Start of Source material

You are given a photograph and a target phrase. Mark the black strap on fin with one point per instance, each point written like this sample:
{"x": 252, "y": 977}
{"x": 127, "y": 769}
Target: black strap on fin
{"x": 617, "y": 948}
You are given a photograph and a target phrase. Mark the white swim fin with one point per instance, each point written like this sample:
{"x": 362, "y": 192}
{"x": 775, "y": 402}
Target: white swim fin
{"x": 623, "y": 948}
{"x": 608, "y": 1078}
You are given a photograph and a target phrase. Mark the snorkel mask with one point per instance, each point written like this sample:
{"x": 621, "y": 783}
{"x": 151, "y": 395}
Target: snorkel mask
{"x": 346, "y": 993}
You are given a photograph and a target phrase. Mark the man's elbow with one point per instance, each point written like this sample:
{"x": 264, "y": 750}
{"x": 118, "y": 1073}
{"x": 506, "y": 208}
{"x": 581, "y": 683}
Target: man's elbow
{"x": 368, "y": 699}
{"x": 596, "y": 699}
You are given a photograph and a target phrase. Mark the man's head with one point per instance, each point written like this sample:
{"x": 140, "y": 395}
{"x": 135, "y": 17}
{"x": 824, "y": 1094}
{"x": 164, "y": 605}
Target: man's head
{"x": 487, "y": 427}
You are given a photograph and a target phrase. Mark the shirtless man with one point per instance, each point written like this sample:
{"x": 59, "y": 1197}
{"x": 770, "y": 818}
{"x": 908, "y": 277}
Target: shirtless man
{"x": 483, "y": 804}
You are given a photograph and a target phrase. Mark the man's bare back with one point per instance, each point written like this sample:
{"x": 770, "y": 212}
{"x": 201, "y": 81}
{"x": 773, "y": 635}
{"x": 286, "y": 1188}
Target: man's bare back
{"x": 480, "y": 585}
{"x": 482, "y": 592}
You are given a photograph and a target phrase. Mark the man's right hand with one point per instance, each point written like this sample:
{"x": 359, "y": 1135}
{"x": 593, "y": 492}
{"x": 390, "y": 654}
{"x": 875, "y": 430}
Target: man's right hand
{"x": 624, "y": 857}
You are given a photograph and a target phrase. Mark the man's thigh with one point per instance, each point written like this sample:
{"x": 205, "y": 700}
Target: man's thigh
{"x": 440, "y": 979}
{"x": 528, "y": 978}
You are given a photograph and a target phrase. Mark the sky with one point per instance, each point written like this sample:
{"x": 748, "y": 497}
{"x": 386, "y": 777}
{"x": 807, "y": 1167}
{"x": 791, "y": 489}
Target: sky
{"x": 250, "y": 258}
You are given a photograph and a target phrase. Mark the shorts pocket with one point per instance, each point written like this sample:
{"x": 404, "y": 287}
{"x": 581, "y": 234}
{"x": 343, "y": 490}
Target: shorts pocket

End of Source material

• **Instructions for the task**:
Copy exactly the lines of the listing above, beginning at the line with "Mark the sky" and ending at its final line; write out nothing else.

• **Exercise solution**:
You are given a photograph and a target phrase. Mark the sky with one point per instance, each point written like this sample:
{"x": 748, "y": 497}
{"x": 386, "y": 777}
{"x": 807, "y": 1167}
{"x": 791, "y": 489}
Target: sky
{"x": 250, "y": 258}
You are given a photograph and a target phrase. Mark the shorts pocket with one point per instance, each point written like this sample:
{"x": 404, "y": 287}
{"x": 581, "y": 234}
{"x": 343, "y": 490}
Target: shorts pocket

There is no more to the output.